# Passage shown
It’s no exaggeration to say that approaching Trump supporters as I approach the thoughts and feelings that arise in my practice—with empathy and curiosity—completely changed my mindstate. Listening intently to how people think and what motivates them opened my heart to their points of view. It was like working with a difficult person in metta practice (in which you direct lovingkindness toward a series of people, including someone you find hard to deal with)—only instead of doing it as a visualization, I did it live.

Throughout my time as a deep canvasser, I’ve found myself calling on skills I had begun to develop in meditation: non-judgment, compassion, empathy, and especially deep listening—since making the case to vote Democratic depends on reflecting back the values that voters themselves express. When a welder with custody of his small daughter described how he worked constantly, but could barely pay rent and child care, I listened quietly and attentively, sympathizing with his resentment.

Whatever the outcome of November’s election, our country will remain dangerously polarized. But deep canvassing makes it possible to see someone you disagree with as not the enemy. My fellow canvasser Ellen Chapnick, retired Dean for Social Justice Initiatives at Columbia Law School, spoke to a Doylestown, Pennsylvania, man who intended to vote for Trump because he believed the Democrats would take his guns away. Nothing she said moved him. But as she turned to leave, the man asked Ellen if she would take a moment to speak to his seven-year-old-daughter. “We don’t have women like you in our lives, who are informed, have opinions, and stand up for what they believe in,” he explained. “I don’t agree with you on most of it, but I want my daughter to know she can grow up to be like that.” Chapnick had a “lovely conversation” with the girl, she told me. “I was incredibly moved.”

Deep canvassing should continue past the election, Chapnick believes, since it enables “people who wouldn’t ordinarily talk to each other to reach across unbridgeable chasms.” I agree: talking to those we disagree with may not be easy, but we’d do well to pay attention to what we have in common.

# Task statement
Rewrite everything from "Throughout my time" down to "with his resentment." in the passage on deep canvassing, swapping "welder" for "mechanic". The lines below come from a separate source.

# Data excerpt
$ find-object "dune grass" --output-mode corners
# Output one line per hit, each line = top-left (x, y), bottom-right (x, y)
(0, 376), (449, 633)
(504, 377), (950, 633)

# Answer below
Throughout my time as a deep canvasser, I’ve found myself calling on skills I had begun to develop in meditation: non-judgment, compassion, empathy, and especially deep listening—since making the case to vote Democratic depends on reflecting back the values that voters themselves express. When a mechanic with custody of his small daughter described how he worked constantly, but could barely pay rent and child care, I listened quietly and attentively, sympathizing with his resentment.